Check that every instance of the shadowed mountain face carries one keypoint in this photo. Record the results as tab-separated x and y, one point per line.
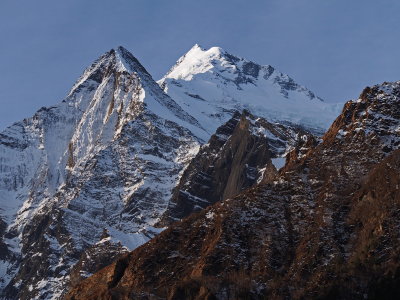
326	227
243	152
88	180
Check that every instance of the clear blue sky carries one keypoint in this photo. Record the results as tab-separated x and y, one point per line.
334	47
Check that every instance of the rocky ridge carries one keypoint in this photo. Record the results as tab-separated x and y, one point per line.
87	180
325	228
243	152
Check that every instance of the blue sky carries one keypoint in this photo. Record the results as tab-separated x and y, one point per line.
334	47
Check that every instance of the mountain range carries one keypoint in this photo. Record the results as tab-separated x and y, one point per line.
224	166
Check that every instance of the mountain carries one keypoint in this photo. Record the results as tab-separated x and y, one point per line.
86	181
97	169
212	84
326	227
243	152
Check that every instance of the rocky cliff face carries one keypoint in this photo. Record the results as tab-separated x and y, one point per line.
87	180
325	227
243	152
105	159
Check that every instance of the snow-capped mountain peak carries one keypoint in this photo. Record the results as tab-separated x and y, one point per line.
213	83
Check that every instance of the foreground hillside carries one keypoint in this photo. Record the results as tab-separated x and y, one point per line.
326	227
97	175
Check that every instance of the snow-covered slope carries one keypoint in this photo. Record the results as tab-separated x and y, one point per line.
212	84
100	165
89	178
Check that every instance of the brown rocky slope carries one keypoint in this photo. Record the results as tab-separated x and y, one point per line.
326	228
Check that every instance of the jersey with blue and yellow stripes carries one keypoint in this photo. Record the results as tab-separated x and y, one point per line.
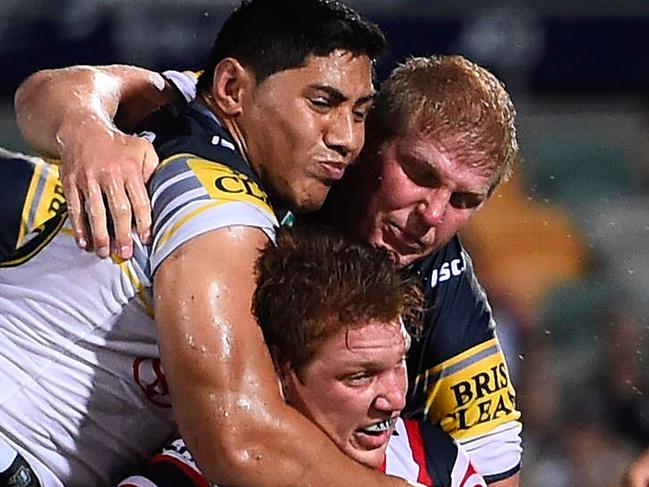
82	391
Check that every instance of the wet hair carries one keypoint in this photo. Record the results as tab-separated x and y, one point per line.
315	282
268	36
453	100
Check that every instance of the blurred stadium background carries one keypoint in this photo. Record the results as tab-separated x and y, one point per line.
562	249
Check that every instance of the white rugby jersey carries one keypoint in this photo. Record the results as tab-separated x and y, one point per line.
457	370
82	393
418	452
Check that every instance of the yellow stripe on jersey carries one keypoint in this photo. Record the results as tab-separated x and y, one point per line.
29	201
224	183
44	199
471	394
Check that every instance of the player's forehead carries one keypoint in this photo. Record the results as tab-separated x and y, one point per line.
376	342
449	156
340	71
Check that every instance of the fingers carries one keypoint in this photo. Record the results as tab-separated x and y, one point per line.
108	177
137	193
120	211
75	211
96	213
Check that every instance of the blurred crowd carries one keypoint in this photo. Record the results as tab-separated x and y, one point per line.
561	250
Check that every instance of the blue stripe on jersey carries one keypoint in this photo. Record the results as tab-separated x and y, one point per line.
170	171
168	194
176	205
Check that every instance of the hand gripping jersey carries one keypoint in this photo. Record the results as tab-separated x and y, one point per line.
77	343
418	452
82	393
457	371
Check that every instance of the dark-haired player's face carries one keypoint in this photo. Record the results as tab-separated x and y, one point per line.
426	193
304	126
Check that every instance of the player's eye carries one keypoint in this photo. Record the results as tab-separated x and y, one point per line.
464	201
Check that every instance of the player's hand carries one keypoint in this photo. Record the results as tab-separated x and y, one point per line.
110	168
638	473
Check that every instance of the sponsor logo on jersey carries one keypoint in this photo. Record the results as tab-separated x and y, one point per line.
224	183
471	394
447	270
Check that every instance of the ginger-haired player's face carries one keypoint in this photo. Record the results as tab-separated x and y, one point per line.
354	388
304	126
426	192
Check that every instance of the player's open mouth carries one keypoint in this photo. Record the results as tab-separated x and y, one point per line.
378	429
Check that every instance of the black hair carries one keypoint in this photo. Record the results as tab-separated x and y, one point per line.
268	36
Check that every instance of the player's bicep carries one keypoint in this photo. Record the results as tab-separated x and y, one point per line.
214	356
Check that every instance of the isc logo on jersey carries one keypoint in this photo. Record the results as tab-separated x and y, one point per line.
447	270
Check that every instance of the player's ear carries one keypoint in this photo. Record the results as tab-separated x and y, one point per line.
231	80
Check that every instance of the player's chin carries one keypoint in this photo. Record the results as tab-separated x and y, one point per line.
310	197
369	455
372	459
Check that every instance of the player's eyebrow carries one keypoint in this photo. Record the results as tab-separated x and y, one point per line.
338	97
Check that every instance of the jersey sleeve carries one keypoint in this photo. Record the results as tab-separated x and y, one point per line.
192	196
32	207
463	382
421	452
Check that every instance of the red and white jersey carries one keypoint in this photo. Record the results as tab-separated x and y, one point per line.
418	452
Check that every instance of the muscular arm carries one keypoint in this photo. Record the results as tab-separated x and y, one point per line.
225	393
68	114
51	105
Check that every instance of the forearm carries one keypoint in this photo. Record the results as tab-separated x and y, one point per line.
271	444
52	106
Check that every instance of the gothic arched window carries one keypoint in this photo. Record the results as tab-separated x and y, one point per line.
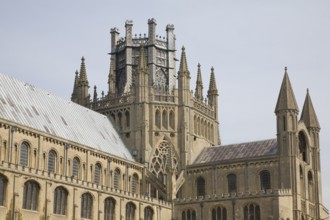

···

Problem statement:
Copy out verbatim the part of the records that opens with the line containing "Check that every instance of the player's eyebrow" and runs through the end of the records. Leave the pictures out of your answer.

Problem solution:
Check that every instance of the player's eyebrow carries one keypoint in this photo. Record the results as tab-separated x and y, one point per line.
338	97
Check that every instance of the jersey sleeve carries one keypoint in this photo. Record the results as tab-separated x and y, one point per line.
192	196
32	207
463	382
421	452
Check that every instance of the red and white jersey carries one keypoint in this photo. Record the results as tab-separated x and y, one point per line.
418	452
Check that every instance of the muscular arm carries one keypoint in this photo. Record the results as tab-separated x and y, one point per line.
225	393
68	114
51	105
Check that every instance of the forearm carries one keypoint in this photo. Record the results as tab-separated x and y, one point per line.
271	444
52	106
Check that every instance of the gothic arched window carries one keypoint in this photo. Record the results as tab-separated x and y, one point per line.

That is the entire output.